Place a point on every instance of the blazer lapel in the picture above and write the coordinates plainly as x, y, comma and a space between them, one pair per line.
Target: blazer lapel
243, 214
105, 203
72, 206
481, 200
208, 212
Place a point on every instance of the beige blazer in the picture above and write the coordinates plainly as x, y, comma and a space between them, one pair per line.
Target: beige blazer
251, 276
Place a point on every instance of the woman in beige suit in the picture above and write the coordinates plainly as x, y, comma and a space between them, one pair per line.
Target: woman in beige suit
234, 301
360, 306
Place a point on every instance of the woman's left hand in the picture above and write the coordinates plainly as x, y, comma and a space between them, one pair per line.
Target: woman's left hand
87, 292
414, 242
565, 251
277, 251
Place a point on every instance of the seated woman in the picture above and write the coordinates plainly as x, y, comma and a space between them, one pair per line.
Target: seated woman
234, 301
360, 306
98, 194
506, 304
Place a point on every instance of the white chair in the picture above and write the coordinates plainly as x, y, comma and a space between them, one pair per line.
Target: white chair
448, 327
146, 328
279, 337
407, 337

§ **The problem**
Using the records above, write out exactly the lines from the one containing "Target: seated woman" through the last, and add nothing.

§ **Task answer**
Target: seated woman
234, 301
360, 306
98, 194
506, 304
Place a point on every instance of the white chair in the picture above and write the coordinates plainly as x, y, comma and a space between them, one pair per line.
Target: white chair
448, 327
146, 328
279, 337
407, 337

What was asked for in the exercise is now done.